I stumbled across an old HBR article the other day called Introducing the Collaboration Curve. Despite the World of Warcraft analogies, it raised a few very interesting points that not only relate to video conferencing but to the value of collaboration itself.

The first point the authors discuss is the “network effect” which states the value of a node in a network rises exponentially as more nodes are added to it. Essentially, “the more participants –and interactions between those participants – you add to a carefully designed and nurtured environment, the more the rate of performance improvement goes up.”

This makes sense for video conferencing solutions. What value does video really have if you can’t connect to anyone of relevance? Twenty years ago only executives of large corporations had video conferencing solutions and the technology was generally only used for high-level strategy meetings. Even if a business partner had video, differences in platforms, firewalls and network exchanges most likely prevented a successful connection.

_Task statement_: Pick up the piece on video conferencing and the collaboration curve after its last sentence and continue it.

_Collected data_:
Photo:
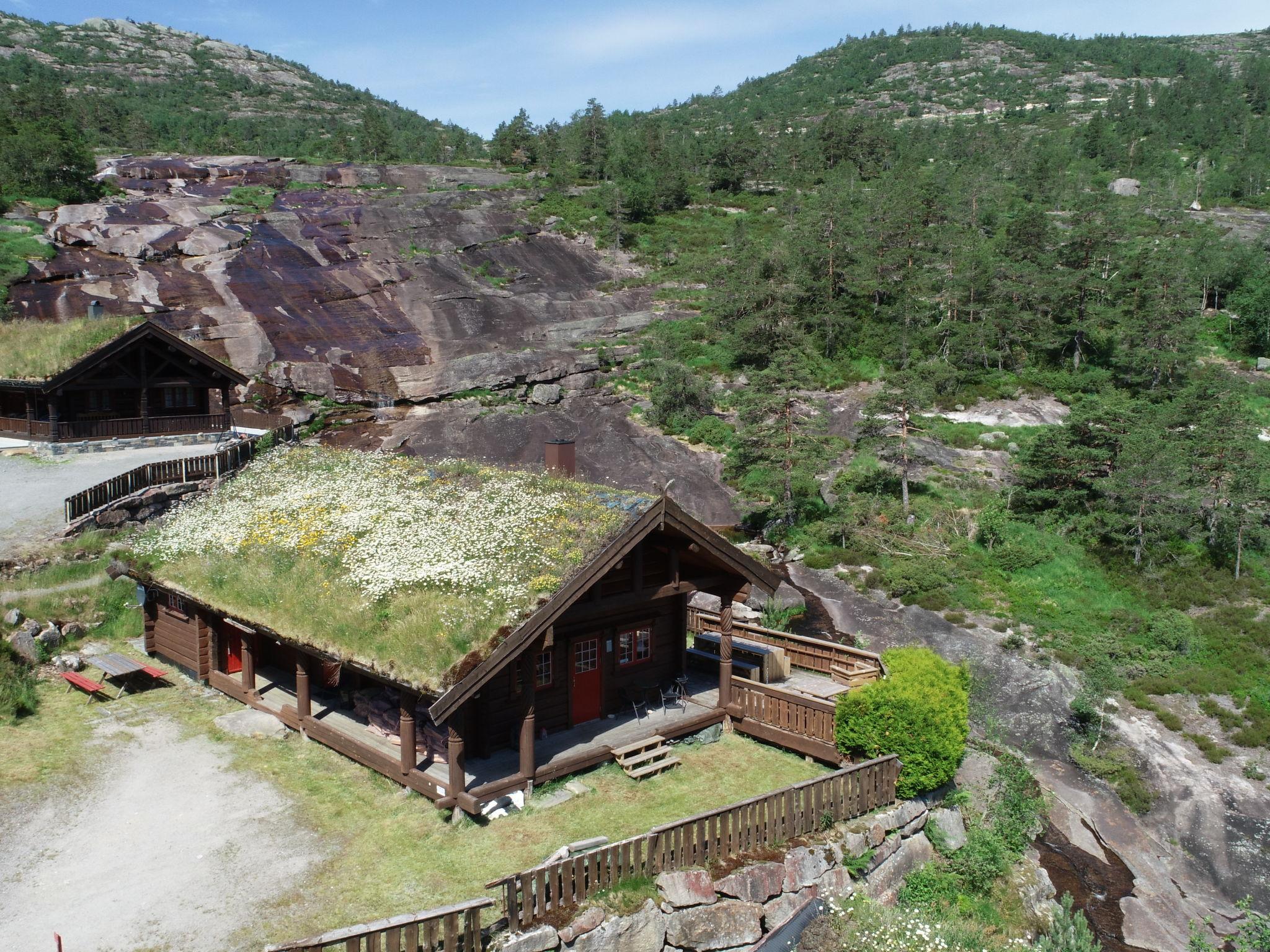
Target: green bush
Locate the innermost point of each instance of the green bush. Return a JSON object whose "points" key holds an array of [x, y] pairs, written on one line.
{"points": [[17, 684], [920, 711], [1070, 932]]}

_Task output_:
However, new trends in interoperability and cloud video services are allowing participants to connect via video anytime, anywhere, on any device. As a result, more and more organizations are adopting video solutions and the value of video communications has been increasing exponentially. Almost every call I have with a colleague or partner is over video nowadays, granted I work at a video company, but it’s just as easy, if not easier than picking up the telephone. All I have to do is type in a name and click a button; there’s no hassle of looking up and then dialing a phone number.

But how does the network effect relate to collaboration?

This is the true insight of the article. The collaboration curve, or the network effect on collaboration, holds “the potential to mobilize larger and more diverse groups of participants to innovate and create new value.”

But what exactly does that mean?

If an organization gives one person the opportunity and tools to collaborate, the likelihood of a breakthrough idea is minimal because this person doesn’t have anyone else to connect to. However, give two people the opportunity and tools to collaborate; they can connect with each other, brainstorm, and the likelihood of a breakthrough idea increases. As more and more people within an organization are given the opportunity and tools to collaborate, a larger and more diverse group of participants is created and the likelihood of a breakthrough idea has increased exponentially.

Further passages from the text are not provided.